WORK ITEM
The answer should consist of each line below that contains the word "banana".

[Collection entries]
-=-=-=-=-
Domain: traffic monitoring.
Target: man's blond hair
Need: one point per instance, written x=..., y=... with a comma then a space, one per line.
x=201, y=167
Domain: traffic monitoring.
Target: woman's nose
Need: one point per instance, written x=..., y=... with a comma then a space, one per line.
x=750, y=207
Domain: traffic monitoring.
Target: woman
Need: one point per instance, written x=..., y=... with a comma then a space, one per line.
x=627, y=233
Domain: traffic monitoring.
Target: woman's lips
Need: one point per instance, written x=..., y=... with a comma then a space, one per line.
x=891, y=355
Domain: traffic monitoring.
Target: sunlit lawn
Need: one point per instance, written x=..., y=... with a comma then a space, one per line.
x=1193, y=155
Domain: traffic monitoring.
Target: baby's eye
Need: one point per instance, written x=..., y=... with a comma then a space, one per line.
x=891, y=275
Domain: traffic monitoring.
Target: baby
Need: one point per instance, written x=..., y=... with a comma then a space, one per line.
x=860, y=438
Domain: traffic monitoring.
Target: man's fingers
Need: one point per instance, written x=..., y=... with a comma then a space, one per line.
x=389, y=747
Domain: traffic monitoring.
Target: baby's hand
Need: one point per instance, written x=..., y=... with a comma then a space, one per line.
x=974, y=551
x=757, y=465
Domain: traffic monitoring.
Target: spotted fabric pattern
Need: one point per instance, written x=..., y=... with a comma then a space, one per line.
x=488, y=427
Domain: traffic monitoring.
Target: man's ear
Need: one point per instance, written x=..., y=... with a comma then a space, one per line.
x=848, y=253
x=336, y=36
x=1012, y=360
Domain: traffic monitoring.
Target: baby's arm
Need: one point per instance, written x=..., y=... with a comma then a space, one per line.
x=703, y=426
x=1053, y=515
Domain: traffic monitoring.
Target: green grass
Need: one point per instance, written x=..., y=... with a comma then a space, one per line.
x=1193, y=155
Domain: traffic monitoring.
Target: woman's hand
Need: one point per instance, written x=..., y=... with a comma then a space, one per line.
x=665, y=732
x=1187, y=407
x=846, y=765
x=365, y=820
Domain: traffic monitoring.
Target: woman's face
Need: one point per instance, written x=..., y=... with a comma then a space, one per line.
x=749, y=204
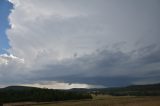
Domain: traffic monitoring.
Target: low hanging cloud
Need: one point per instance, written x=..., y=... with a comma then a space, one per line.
x=100, y=43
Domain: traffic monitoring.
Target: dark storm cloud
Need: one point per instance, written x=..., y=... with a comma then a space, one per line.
x=108, y=68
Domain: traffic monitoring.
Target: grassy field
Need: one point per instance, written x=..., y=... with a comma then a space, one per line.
x=103, y=100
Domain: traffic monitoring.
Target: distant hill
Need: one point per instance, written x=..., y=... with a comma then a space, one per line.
x=133, y=90
x=23, y=93
x=17, y=88
x=32, y=94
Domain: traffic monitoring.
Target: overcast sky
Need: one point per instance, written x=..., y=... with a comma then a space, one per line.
x=82, y=43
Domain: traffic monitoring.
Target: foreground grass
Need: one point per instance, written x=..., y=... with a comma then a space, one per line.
x=103, y=100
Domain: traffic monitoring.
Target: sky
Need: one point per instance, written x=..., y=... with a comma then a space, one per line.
x=63, y=44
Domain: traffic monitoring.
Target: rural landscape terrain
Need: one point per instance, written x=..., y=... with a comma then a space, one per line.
x=79, y=52
x=135, y=95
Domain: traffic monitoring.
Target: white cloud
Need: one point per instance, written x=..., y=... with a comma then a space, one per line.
x=6, y=59
x=60, y=85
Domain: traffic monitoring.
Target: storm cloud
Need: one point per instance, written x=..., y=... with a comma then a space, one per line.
x=94, y=42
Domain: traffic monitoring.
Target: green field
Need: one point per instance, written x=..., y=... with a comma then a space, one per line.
x=104, y=100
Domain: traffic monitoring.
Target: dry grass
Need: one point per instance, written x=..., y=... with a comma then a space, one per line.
x=104, y=100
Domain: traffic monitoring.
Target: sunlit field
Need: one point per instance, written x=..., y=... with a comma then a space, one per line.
x=103, y=100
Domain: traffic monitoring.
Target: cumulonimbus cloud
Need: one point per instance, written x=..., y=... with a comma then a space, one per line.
x=71, y=41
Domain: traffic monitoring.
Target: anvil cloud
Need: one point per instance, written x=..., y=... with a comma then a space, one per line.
x=94, y=42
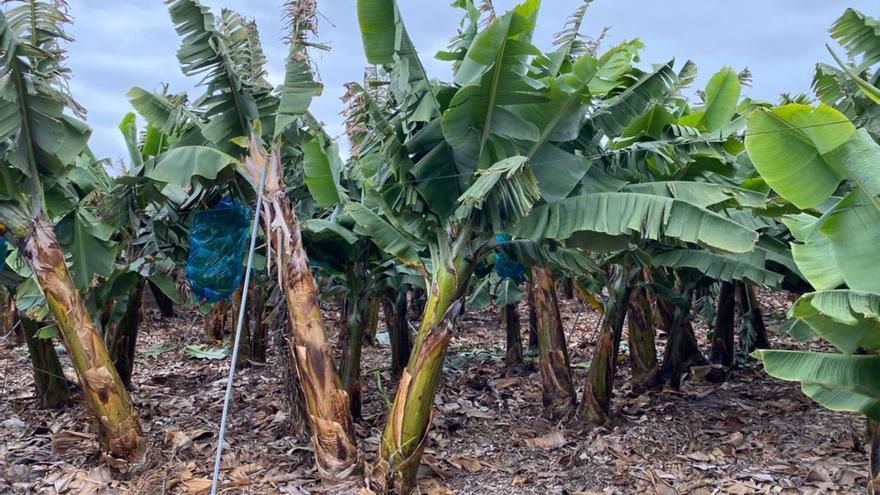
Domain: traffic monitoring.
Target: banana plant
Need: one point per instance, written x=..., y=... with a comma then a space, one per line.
x=513, y=145
x=242, y=115
x=820, y=161
x=41, y=135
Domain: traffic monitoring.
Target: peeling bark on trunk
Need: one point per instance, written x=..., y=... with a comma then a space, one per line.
x=406, y=429
x=596, y=402
x=513, y=360
x=293, y=392
x=122, y=336
x=556, y=383
x=750, y=309
x=640, y=335
x=215, y=322
x=244, y=343
x=50, y=386
x=722, y=334
x=394, y=308
x=119, y=428
x=327, y=402
x=163, y=302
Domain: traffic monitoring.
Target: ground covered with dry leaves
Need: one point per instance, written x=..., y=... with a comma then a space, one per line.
x=751, y=434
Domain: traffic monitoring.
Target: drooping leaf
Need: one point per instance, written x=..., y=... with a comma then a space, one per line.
x=749, y=267
x=849, y=320
x=181, y=165
x=383, y=234
x=795, y=148
x=637, y=215
x=837, y=381
x=321, y=169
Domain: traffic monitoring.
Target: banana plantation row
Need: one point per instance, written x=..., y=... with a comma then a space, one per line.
x=577, y=165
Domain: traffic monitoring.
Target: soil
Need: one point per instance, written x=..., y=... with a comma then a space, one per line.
x=749, y=434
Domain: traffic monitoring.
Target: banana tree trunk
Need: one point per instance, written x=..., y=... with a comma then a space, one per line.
x=122, y=336
x=294, y=398
x=750, y=309
x=261, y=326
x=533, y=318
x=406, y=429
x=119, y=428
x=244, y=343
x=513, y=359
x=352, y=342
x=556, y=383
x=215, y=322
x=8, y=318
x=640, y=335
x=682, y=350
x=567, y=286
x=394, y=308
x=163, y=302
x=722, y=334
x=372, y=324
x=326, y=400
x=599, y=386
x=50, y=385
x=874, y=458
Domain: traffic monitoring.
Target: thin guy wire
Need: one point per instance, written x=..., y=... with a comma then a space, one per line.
x=215, y=480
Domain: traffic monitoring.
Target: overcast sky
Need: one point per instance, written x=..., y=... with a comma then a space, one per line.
x=125, y=43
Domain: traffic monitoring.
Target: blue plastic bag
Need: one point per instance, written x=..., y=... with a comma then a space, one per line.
x=216, y=248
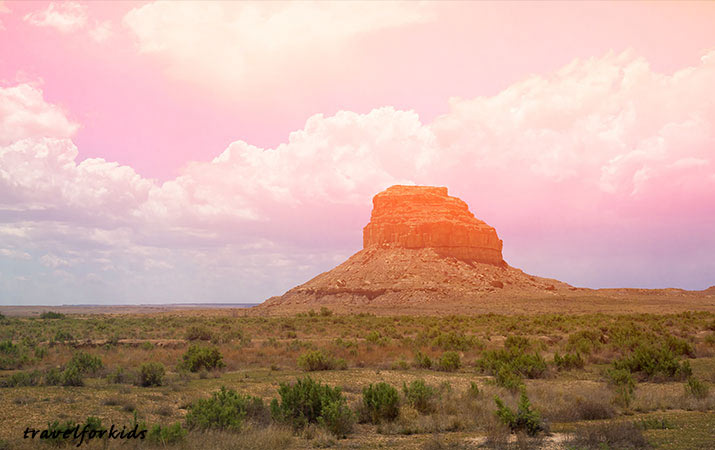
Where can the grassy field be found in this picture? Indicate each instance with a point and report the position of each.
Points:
(207, 379)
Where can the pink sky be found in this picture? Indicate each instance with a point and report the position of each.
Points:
(169, 152)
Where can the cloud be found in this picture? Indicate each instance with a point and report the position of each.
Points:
(25, 114)
(236, 44)
(65, 17)
(101, 31)
(3, 10)
(605, 151)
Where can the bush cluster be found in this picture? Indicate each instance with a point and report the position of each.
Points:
(654, 363)
(308, 401)
(151, 374)
(449, 362)
(568, 361)
(199, 357)
(419, 395)
(524, 419)
(225, 410)
(318, 360)
(380, 402)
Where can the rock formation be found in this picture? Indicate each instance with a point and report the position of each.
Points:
(421, 249)
(426, 217)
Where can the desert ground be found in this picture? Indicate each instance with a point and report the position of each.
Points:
(615, 369)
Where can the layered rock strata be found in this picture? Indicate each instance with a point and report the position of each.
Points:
(417, 217)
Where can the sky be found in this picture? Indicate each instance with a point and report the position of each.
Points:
(159, 152)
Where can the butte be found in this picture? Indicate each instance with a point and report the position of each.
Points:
(422, 250)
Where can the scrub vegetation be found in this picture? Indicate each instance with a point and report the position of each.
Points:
(363, 381)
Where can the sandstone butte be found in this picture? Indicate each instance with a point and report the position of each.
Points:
(421, 249)
(418, 217)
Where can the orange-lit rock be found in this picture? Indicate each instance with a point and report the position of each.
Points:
(416, 217)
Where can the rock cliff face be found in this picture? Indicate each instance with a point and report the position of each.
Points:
(417, 217)
(422, 250)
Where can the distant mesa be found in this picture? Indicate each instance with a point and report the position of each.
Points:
(418, 217)
(421, 248)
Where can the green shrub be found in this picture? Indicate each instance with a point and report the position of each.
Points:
(53, 377)
(151, 374)
(654, 363)
(422, 361)
(517, 344)
(20, 379)
(473, 389)
(118, 375)
(337, 418)
(199, 357)
(63, 336)
(507, 379)
(225, 410)
(568, 361)
(318, 360)
(165, 435)
(522, 364)
(419, 395)
(679, 347)
(525, 419)
(85, 363)
(585, 342)
(308, 401)
(72, 376)
(696, 388)
(624, 384)
(380, 402)
(12, 356)
(198, 333)
(455, 341)
(450, 361)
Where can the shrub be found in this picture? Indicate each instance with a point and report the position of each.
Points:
(696, 388)
(584, 342)
(72, 376)
(225, 410)
(517, 344)
(198, 333)
(419, 395)
(525, 419)
(19, 379)
(473, 389)
(308, 401)
(165, 435)
(450, 361)
(199, 357)
(507, 379)
(422, 361)
(520, 363)
(118, 375)
(63, 336)
(380, 402)
(12, 356)
(53, 377)
(568, 361)
(624, 385)
(679, 346)
(85, 363)
(654, 363)
(318, 360)
(337, 418)
(151, 374)
(618, 434)
(455, 341)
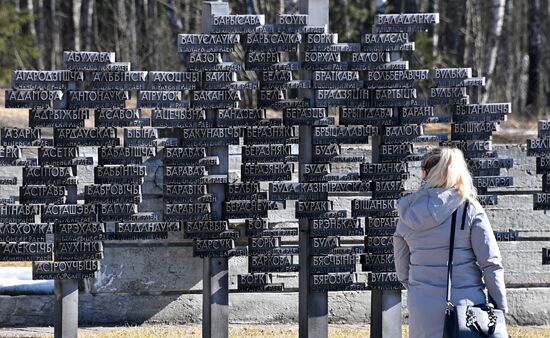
-=-=-=-=-
RESPONSE AREA
Target: banana plant
Target: banana plantation row
Target: banana tree trunk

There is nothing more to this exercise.